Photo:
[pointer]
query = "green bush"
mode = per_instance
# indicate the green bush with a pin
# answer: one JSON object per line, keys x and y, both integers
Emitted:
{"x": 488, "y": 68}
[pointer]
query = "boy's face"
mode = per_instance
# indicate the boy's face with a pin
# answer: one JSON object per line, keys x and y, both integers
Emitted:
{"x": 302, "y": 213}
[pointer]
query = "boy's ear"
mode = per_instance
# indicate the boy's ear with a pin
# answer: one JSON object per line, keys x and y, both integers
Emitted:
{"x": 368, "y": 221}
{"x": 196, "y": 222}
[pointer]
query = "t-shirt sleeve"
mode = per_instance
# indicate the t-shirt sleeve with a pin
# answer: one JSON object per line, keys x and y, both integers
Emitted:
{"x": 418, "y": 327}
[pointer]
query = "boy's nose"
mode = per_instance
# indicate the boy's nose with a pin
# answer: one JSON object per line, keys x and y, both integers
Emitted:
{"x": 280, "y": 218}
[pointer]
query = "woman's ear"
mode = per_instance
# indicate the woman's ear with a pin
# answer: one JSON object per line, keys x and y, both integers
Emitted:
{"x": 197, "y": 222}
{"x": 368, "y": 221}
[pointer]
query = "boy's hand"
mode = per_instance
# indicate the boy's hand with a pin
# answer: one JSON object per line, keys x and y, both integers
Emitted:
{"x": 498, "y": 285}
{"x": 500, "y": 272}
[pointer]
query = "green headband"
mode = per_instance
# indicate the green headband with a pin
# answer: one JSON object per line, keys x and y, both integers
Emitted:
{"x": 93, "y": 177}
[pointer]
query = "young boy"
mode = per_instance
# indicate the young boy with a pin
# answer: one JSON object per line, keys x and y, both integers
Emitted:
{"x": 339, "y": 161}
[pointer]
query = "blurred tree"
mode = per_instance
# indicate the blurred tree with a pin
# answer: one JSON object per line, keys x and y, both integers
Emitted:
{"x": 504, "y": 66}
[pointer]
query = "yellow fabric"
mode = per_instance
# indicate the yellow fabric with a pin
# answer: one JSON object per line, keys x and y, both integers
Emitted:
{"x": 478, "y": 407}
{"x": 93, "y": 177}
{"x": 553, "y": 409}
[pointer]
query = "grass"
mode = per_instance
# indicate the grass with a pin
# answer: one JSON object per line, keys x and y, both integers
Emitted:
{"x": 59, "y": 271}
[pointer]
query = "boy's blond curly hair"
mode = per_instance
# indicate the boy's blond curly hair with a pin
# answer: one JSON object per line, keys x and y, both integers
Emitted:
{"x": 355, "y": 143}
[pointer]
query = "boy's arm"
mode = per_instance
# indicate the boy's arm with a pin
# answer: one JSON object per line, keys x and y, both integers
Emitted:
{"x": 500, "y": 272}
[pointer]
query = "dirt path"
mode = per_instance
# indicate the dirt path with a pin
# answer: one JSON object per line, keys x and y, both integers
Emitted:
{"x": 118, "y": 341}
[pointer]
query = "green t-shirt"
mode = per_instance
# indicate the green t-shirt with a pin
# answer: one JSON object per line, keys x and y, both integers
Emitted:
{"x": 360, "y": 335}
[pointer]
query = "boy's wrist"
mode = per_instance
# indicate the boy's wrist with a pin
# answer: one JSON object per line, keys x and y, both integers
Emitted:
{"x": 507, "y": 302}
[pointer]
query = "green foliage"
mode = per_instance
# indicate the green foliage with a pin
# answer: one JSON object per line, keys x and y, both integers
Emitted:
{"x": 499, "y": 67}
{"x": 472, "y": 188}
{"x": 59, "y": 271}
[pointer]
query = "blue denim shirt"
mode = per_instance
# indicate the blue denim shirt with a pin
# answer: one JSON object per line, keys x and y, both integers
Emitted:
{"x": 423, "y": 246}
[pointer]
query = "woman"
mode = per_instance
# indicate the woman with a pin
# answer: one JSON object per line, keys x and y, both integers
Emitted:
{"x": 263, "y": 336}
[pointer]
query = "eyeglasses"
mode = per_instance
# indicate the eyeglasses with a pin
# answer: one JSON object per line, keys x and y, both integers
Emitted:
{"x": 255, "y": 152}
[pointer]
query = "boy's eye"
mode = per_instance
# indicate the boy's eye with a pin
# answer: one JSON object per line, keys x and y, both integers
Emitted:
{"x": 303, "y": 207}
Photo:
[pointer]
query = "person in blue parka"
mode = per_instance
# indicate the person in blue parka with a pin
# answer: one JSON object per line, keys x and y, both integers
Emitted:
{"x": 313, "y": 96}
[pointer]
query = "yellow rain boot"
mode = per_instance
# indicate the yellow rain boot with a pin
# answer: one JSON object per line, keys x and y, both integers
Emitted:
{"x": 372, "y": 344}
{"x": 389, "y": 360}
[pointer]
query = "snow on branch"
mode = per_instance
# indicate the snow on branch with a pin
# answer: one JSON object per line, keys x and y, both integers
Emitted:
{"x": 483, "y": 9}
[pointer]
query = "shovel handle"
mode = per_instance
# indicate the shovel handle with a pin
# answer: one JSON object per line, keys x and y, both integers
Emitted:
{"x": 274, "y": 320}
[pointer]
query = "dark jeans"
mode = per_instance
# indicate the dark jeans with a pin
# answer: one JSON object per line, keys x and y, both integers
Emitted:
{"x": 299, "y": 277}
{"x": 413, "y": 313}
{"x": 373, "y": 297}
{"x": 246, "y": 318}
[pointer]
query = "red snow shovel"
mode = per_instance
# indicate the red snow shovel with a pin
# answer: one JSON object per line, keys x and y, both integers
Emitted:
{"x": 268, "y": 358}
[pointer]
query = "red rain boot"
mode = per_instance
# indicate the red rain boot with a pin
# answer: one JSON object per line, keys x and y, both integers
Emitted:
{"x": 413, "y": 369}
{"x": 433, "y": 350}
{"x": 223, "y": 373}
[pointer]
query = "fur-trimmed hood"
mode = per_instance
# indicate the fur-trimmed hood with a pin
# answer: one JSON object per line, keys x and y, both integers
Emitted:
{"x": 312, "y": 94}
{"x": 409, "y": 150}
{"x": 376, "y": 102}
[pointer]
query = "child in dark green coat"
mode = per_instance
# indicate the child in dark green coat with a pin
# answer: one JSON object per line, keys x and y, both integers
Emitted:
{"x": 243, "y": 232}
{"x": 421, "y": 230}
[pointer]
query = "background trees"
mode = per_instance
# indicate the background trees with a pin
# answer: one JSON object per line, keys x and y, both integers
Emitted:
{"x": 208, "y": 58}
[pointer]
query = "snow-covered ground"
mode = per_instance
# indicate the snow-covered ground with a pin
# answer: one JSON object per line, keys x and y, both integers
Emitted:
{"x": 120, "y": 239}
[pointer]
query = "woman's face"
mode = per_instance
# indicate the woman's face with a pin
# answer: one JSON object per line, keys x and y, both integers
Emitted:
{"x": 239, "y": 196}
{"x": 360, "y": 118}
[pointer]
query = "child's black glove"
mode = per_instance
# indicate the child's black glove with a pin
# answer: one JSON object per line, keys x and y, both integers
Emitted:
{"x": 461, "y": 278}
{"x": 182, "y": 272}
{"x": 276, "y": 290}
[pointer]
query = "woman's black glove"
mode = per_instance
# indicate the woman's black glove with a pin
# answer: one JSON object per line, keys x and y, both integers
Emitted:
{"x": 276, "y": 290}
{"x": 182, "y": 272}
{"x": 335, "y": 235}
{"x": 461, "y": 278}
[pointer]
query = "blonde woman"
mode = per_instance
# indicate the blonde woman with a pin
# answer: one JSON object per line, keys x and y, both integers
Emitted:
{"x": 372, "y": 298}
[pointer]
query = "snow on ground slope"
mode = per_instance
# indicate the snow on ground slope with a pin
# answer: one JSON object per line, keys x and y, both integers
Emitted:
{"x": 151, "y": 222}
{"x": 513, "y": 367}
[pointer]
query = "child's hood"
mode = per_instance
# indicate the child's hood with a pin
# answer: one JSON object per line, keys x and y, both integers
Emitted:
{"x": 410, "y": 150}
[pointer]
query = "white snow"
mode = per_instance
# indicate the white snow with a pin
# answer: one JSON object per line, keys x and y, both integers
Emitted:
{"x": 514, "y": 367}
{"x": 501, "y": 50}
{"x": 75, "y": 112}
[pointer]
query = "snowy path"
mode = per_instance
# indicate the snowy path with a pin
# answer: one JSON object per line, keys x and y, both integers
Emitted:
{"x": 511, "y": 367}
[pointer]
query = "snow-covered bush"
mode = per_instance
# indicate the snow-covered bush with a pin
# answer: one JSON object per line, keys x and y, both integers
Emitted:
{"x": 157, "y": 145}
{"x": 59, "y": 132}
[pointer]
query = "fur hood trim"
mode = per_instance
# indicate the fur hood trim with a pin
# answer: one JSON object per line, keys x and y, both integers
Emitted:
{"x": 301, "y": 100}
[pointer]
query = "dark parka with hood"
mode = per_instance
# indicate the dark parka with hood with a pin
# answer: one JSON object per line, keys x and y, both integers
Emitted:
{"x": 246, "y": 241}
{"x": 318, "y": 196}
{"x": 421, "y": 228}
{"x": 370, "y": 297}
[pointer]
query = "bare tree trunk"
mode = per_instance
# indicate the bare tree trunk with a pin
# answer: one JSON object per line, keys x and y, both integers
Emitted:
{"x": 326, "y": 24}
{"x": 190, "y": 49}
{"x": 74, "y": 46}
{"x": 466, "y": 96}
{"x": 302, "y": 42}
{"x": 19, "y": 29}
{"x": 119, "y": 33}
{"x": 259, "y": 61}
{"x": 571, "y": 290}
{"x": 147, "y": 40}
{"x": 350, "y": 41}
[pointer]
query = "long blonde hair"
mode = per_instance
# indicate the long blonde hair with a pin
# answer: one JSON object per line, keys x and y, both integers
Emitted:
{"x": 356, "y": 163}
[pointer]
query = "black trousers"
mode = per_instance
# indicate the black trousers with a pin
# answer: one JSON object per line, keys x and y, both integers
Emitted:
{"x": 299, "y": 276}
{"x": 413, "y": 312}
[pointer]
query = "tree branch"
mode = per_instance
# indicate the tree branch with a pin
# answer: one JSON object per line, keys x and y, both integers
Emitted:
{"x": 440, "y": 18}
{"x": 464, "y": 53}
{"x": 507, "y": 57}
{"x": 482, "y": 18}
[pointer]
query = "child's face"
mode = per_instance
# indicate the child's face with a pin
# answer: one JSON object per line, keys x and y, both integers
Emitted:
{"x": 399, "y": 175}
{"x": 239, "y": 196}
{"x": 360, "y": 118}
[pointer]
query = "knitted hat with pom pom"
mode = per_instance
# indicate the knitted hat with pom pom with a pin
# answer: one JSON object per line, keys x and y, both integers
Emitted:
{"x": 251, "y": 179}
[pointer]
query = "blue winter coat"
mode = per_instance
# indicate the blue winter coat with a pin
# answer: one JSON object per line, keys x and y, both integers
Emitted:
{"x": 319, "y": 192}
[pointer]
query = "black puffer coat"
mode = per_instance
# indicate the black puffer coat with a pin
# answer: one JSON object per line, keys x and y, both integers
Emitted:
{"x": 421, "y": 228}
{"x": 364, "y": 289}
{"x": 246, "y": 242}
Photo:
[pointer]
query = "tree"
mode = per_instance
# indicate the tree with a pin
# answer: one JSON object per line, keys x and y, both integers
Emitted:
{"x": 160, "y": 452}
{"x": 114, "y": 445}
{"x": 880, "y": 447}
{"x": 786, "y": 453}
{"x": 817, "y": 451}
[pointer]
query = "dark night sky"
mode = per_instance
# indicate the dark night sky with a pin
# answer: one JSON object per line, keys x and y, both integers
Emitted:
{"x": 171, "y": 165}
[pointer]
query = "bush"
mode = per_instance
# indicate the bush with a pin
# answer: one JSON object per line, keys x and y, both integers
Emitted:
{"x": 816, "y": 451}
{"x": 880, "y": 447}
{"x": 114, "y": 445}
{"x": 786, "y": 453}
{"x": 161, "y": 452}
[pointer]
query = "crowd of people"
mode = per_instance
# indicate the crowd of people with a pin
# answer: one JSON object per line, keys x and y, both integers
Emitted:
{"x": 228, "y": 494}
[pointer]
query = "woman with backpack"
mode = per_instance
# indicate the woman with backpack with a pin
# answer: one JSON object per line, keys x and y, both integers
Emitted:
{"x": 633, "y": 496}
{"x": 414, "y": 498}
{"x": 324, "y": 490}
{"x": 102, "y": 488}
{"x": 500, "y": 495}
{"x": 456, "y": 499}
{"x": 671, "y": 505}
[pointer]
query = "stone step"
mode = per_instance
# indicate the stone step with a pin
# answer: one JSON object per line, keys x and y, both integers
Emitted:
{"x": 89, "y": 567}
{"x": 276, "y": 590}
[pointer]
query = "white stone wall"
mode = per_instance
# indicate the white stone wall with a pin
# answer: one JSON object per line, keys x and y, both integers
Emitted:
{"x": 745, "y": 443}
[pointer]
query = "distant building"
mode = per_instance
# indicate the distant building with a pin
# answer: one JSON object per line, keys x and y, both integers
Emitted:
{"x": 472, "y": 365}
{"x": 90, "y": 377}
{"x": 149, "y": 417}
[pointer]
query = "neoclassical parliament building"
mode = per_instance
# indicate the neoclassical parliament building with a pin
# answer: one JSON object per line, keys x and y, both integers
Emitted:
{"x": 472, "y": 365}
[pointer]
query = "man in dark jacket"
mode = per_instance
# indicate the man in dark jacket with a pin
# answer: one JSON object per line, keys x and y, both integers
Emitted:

- - -

Exercise prompt:
Please give the number of lines above that contain the string "people", and nothing more.

The answer:
2